-- WHAT YOU ARE ASKED TO DO --
Look below for the line with "[tag] one dot per instance, sample [440,137].", and from there restate every line word for word until the entries end.
==== SOURCE DATA
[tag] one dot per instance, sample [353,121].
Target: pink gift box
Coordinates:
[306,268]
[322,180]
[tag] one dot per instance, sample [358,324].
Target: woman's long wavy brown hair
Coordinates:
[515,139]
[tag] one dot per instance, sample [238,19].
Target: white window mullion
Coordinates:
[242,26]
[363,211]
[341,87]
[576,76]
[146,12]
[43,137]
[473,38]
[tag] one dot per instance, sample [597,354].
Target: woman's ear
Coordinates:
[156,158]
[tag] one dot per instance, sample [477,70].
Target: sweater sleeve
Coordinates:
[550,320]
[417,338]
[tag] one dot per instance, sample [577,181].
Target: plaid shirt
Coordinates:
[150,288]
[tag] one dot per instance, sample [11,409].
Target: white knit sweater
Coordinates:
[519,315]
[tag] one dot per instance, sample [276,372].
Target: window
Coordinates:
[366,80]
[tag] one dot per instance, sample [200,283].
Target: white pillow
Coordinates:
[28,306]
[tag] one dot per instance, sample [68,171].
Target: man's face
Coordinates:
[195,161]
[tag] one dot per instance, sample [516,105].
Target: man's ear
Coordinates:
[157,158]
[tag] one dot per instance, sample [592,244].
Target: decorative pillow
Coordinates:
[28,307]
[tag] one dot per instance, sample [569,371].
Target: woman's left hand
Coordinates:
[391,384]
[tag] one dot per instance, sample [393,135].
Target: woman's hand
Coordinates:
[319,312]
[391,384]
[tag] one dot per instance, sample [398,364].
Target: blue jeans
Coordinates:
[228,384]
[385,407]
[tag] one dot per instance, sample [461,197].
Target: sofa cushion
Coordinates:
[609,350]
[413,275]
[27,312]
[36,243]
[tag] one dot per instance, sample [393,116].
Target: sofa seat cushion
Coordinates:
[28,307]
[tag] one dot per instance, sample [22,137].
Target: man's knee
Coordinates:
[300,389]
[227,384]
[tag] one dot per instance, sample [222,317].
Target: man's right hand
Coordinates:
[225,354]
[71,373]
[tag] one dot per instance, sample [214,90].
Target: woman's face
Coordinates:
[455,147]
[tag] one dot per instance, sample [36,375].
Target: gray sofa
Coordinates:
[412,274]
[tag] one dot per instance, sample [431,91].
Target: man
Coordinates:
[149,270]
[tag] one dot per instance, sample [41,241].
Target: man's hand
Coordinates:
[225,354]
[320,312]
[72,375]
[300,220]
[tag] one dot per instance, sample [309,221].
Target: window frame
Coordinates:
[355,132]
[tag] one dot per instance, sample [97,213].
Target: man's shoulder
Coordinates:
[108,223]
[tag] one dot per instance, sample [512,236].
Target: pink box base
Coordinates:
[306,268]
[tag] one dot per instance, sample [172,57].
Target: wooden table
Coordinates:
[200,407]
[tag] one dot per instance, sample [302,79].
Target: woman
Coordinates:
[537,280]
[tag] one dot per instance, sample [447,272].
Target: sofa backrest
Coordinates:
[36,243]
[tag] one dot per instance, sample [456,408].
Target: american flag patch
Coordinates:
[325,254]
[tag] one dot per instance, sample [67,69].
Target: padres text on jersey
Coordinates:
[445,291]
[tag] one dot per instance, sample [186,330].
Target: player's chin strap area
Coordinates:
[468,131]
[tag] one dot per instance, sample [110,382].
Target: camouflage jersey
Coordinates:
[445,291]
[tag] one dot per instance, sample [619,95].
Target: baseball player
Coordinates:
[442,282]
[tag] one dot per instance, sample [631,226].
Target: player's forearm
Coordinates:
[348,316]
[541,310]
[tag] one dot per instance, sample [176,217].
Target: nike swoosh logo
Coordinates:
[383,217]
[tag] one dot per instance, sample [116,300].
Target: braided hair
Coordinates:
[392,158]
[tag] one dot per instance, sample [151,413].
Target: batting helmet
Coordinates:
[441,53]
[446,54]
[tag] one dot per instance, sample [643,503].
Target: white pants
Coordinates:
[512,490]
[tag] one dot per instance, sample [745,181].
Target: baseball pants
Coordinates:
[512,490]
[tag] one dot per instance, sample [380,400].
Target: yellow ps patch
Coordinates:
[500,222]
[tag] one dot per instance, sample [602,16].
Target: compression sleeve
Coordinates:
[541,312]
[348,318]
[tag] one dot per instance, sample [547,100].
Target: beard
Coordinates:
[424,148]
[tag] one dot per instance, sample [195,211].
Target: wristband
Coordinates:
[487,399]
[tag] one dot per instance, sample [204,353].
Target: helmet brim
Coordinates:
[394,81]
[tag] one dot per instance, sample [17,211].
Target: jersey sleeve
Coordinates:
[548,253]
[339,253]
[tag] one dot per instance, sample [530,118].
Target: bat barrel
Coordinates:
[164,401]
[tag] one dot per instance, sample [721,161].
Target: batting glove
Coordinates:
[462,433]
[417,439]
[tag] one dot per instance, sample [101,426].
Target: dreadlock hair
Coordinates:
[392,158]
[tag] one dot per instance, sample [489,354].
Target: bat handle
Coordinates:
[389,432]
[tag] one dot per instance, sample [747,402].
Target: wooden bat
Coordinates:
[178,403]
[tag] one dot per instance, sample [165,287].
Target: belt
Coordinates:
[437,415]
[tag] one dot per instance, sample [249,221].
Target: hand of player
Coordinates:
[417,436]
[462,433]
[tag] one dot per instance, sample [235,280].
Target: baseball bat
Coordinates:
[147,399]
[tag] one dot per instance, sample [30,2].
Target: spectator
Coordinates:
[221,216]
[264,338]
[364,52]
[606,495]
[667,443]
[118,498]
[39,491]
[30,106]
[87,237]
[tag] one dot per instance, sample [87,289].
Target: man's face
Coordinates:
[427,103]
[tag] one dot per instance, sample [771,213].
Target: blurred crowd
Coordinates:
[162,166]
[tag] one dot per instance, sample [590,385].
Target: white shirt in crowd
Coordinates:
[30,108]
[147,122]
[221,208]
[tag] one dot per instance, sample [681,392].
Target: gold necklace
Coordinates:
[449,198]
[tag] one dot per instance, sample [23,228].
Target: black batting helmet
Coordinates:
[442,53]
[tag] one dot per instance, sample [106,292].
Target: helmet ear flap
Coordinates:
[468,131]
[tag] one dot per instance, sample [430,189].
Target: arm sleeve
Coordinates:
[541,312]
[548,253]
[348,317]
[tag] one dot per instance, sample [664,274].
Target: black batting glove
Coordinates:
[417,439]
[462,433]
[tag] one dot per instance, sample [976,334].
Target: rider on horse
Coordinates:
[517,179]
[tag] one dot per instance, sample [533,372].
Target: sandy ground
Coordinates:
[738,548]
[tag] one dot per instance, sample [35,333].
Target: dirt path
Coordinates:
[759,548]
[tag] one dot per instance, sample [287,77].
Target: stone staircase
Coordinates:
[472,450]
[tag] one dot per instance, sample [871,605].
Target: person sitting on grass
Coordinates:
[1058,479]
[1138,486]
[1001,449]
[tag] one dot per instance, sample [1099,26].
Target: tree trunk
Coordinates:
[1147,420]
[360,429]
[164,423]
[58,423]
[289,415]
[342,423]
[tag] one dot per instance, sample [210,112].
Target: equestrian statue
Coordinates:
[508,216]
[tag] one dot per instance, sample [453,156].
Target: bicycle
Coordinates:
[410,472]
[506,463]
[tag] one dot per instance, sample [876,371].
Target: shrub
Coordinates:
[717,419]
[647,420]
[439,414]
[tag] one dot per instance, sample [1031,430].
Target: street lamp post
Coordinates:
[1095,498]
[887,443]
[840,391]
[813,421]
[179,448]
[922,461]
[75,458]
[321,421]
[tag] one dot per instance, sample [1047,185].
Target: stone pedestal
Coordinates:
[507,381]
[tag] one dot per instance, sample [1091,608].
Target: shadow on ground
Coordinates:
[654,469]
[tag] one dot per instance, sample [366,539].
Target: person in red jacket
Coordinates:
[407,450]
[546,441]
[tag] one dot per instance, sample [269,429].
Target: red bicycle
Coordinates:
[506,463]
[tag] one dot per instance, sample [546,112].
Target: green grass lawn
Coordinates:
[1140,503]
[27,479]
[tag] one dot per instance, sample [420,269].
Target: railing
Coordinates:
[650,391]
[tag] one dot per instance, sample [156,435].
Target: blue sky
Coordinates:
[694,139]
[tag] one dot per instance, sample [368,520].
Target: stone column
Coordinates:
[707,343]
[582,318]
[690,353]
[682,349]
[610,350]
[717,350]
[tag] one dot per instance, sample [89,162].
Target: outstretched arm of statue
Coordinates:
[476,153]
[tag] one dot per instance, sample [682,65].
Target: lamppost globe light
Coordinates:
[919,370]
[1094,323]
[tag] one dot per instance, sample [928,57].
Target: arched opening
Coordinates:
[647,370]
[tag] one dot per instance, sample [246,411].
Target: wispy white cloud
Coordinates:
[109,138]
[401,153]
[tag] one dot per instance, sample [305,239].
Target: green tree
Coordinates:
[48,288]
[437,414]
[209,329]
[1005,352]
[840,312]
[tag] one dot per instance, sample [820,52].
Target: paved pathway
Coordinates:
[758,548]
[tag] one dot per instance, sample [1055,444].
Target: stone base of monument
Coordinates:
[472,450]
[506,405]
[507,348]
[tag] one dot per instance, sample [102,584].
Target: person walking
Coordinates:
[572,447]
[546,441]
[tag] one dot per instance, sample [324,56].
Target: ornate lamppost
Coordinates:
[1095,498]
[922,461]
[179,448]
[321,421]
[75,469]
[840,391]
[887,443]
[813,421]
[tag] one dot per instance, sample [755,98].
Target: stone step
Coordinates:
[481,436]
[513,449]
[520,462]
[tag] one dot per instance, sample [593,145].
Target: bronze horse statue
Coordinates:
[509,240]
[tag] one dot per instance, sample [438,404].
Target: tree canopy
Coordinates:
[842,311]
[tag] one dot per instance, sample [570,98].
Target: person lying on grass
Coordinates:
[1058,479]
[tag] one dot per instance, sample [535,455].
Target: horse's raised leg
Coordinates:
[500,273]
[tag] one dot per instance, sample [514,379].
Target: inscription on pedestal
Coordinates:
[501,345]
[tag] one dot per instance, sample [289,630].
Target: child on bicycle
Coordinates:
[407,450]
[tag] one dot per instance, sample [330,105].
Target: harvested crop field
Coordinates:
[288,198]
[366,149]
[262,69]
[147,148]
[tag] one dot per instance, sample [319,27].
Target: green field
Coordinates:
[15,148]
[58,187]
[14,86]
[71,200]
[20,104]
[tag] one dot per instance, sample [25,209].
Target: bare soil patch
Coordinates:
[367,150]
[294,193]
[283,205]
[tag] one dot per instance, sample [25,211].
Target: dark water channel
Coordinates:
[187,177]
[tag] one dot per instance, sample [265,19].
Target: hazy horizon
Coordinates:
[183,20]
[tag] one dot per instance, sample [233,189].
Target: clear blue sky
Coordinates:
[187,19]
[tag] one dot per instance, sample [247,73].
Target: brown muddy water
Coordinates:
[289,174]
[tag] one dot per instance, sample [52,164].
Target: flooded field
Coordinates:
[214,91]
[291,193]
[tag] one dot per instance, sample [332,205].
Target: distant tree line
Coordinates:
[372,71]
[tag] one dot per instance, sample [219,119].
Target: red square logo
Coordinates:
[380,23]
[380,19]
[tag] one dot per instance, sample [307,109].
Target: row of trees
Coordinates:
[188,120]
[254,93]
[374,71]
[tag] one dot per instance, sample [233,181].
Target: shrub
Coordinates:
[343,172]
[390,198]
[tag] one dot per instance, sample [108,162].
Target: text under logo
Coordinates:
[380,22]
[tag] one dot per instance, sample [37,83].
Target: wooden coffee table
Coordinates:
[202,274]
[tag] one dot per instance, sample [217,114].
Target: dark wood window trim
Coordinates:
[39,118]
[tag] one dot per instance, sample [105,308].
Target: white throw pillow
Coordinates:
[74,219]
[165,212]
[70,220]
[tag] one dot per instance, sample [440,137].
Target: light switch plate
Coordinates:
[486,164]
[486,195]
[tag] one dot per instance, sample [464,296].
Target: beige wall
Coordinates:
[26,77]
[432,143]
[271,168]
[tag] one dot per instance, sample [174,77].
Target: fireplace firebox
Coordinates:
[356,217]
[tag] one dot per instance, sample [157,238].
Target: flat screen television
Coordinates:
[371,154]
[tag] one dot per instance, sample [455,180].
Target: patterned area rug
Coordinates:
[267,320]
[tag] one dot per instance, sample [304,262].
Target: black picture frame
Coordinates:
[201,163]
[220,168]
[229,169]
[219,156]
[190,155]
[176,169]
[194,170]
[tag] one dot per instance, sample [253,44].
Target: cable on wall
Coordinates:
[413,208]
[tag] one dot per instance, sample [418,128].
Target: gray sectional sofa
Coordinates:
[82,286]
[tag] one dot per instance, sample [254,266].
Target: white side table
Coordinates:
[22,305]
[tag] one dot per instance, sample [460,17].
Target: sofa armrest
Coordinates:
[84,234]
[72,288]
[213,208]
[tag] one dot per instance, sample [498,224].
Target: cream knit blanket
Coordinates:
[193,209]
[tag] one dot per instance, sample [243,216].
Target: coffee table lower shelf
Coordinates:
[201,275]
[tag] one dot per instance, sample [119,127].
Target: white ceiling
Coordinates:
========
-- SOLUTION TO THIS TASK --
[tag] one dot per instance, sample [440,137].
Target: light switch plate
Coordinates:
[486,164]
[486,195]
[tag] one dot per instance, sample [464,296].
Target: beige wall
Coordinates:
[26,77]
[432,143]
[271,168]
[tag] one dot per instance, sample [174,77].
Target: fireplace firebox
Coordinates:
[356,217]
[tag] one dot per instance, sample [157,238].
Target: flat screen television
Coordinates:
[371,154]
[tag] one dot per instance, sample [455,180].
Target: patterned area rug
Coordinates:
[267,320]
[tag] one dot per instance, sample [304,262].
Target: black picture frame
Coordinates:
[201,163]
[220,168]
[229,169]
[219,156]
[190,155]
[176,169]
[194,170]
[tag] one dot per instance, sample [253,44].
Target: cable on wall
Coordinates:
[413,208]
[tag] one dot per instance, sample [418,128].
Target: gray sectional sofa
Coordinates:
[82,286]
[tag] one dot per instance, sample [254,266].
Target: white side table
Coordinates:
[22,305]
[tag] one dot per instance, sample [460,17].
Target: sofa armrest
Coordinates:
[84,234]
[72,288]
[213,208]
[tag] one dot per instance, sample [498,224].
Target: cream knit blanket
Coordinates:
[193,209]
[tag] one dot per instance, sample [243,216].
Target: coffee table lower shelf
Coordinates:
[201,275]
[tag] one dot per instance, sample [119,127].
Target: white ceiling
Coordinates:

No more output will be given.